## DIRECTIONS FOR THIS TASK
Output the records again verbatim.

## DATA SHOWN
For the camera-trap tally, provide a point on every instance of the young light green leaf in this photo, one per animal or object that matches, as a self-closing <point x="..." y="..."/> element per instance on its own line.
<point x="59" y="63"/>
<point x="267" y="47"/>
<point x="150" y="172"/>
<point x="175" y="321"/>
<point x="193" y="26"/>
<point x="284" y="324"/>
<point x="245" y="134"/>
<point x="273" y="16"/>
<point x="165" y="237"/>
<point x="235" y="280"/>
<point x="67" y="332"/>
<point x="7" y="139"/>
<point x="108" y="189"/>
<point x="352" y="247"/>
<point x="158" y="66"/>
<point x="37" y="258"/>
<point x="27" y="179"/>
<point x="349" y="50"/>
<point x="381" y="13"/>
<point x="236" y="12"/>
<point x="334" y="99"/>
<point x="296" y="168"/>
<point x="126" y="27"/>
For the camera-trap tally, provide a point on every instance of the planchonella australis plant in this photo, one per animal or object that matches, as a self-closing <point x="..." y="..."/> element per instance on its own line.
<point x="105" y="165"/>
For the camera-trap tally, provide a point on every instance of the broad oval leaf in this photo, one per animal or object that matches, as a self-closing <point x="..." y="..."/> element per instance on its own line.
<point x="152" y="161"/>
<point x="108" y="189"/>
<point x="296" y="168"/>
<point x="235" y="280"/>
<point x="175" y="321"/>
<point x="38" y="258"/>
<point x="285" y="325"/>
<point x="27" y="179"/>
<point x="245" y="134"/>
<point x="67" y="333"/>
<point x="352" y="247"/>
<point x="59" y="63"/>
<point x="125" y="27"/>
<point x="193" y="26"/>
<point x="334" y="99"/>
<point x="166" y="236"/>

## RESULT
For the camera-trap tally, provide a point on every instance of the young light green leaf in this photo, one per animal or object that matches, as a self-closing <point x="..." y="..."/> element per instance on its own line.
<point x="59" y="63"/>
<point x="267" y="47"/>
<point x="150" y="172"/>
<point x="175" y="321"/>
<point x="193" y="26"/>
<point x="284" y="324"/>
<point x="245" y="134"/>
<point x="273" y="16"/>
<point x="165" y="237"/>
<point x="235" y="280"/>
<point x="67" y="332"/>
<point x="7" y="139"/>
<point x="108" y="189"/>
<point x="352" y="247"/>
<point x="158" y="66"/>
<point x="37" y="258"/>
<point x="27" y="179"/>
<point x="349" y="50"/>
<point x="381" y="13"/>
<point x="236" y="12"/>
<point x="334" y="99"/>
<point x="296" y="168"/>
<point x="126" y="27"/>
For the camera-trap tally, provide a point on every instance of the planchonella australis plant in this photo, one per animal or object that matches, as a self-closing <point x="..." y="..."/> element per instance on its own line.
<point x="105" y="165"/>
For the camera-trap tally, provide a point on every instance of the broad oval leaf in this photo, one per animal or object that matches, as a self-closing <point x="..." y="..."/> element per instance on its own line.
<point x="152" y="161"/>
<point x="108" y="189"/>
<point x="296" y="168"/>
<point x="235" y="280"/>
<point x="175" y="321"/>
<point x="38" y="258"/>
<point x="285" y="325"/>
<point x="27" y="179"/>
<point x="245" y="134"/>
<point x="67" y="333"/>
<point x="352" y="247"/>
<point x="59" y="63"/>
<point x="125" y="27"/>
<point x="193" y="26"/>
<point x="334" y="99"/>
<point x="166" y="236"/>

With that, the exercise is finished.